-- What you should do --
Produce a verbatim transcription of the records below, beginning at the line containing "car wheel, one" and ending at the final line; include only those lines.

-- Provided records --
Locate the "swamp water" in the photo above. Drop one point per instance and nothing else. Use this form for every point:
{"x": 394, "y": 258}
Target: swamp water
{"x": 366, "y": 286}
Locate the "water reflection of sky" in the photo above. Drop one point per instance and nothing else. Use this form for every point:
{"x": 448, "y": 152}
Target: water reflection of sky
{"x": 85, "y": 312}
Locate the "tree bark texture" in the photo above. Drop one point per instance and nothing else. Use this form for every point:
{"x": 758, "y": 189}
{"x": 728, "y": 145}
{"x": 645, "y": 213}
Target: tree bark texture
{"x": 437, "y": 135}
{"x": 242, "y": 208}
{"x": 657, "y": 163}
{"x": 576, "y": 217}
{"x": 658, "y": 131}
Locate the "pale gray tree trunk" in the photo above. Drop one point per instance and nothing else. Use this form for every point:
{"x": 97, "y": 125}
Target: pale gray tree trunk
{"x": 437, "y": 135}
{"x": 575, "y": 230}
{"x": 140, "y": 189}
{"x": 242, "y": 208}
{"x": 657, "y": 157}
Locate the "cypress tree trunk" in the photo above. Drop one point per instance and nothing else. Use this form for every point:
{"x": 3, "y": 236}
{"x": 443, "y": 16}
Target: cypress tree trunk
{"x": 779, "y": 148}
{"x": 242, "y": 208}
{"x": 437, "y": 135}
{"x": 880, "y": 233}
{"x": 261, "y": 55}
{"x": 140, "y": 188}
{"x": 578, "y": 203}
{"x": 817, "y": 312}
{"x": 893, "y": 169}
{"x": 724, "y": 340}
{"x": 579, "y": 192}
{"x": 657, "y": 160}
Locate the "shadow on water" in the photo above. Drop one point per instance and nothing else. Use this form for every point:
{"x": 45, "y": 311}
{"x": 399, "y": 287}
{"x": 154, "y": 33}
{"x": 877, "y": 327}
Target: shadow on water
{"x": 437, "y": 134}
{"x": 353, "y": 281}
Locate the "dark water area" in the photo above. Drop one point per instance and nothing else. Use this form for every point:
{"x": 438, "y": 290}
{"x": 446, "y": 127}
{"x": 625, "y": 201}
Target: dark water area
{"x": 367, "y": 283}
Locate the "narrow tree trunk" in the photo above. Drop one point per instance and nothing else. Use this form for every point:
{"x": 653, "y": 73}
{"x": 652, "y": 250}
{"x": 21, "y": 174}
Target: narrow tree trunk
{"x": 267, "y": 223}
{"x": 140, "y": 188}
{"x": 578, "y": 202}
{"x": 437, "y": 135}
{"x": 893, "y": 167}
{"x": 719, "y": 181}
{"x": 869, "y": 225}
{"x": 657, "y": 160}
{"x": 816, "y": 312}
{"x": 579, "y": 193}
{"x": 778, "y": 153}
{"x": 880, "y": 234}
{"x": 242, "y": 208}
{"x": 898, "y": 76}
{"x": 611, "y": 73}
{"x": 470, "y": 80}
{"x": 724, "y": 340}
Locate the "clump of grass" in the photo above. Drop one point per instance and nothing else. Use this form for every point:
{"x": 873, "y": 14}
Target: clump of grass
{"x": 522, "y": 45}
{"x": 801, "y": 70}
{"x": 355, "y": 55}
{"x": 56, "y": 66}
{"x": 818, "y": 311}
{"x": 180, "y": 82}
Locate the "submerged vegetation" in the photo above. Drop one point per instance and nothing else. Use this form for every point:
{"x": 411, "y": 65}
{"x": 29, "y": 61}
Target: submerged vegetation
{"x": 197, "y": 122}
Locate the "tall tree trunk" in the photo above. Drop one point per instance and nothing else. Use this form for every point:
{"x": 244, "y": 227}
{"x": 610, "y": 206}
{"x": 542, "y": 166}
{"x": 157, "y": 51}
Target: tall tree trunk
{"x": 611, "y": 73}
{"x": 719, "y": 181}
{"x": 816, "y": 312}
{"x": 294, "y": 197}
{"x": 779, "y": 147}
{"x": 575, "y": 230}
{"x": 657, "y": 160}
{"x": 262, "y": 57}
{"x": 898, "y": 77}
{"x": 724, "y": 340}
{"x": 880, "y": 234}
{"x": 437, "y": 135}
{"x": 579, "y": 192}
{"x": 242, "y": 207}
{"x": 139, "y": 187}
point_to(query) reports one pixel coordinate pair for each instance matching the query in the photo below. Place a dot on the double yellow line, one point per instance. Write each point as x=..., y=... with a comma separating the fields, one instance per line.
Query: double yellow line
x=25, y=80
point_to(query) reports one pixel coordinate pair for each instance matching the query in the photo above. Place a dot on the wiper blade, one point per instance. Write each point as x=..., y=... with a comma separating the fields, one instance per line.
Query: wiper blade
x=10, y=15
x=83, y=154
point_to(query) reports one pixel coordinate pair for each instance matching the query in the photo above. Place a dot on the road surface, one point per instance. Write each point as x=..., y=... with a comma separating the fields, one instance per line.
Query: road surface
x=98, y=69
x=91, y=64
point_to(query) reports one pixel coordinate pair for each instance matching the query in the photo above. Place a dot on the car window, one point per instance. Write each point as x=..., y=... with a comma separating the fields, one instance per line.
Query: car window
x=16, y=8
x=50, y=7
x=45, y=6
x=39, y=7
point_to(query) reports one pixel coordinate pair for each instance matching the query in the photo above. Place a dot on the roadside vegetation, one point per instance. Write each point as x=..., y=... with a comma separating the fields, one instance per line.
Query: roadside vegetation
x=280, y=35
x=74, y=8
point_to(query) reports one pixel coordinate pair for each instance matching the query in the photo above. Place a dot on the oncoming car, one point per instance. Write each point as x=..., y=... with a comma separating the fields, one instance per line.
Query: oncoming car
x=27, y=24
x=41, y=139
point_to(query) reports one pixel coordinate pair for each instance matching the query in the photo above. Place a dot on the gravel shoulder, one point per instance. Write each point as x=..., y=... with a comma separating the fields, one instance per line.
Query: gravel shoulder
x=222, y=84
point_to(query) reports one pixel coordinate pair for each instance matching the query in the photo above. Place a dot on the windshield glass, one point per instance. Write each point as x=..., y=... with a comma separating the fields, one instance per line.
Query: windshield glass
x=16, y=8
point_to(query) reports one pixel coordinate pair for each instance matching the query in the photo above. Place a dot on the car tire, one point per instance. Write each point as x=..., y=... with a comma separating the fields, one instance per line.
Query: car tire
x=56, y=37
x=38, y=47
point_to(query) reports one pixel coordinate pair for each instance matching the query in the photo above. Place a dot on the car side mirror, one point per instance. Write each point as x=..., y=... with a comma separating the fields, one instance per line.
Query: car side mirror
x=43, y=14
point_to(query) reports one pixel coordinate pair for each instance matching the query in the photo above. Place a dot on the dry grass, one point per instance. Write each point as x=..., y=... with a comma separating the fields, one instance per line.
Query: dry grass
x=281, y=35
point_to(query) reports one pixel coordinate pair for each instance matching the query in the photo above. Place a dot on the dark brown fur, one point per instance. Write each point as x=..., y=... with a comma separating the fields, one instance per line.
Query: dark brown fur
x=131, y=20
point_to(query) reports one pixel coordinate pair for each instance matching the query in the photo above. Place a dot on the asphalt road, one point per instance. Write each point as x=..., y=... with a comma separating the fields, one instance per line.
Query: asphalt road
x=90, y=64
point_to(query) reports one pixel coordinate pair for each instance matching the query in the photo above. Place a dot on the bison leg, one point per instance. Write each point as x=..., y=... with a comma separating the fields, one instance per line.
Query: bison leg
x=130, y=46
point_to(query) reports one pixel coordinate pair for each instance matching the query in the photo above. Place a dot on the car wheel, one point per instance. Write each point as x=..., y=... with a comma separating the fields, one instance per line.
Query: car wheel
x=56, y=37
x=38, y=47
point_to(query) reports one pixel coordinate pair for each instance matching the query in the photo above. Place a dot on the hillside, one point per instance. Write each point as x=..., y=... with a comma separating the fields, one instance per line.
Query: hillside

-- Full response --
point_to(query) reports one pixel coordinate pair for each instance matching the query in the photo above. Place a dot on the car wheel, one point per instance. Write each point as x=..., y=... with a comma separating the fields, one instance per line.
Query: car wheel
x=56, y=37
x=38, y=47
point_to(query) reports one pixel coordinate pair for each instance matching the query in the photo above. Place a dot on the hillside, one point per instance. Write each point as x=..., y=... with a comma separating the fields, one instance per line.
Query: hillside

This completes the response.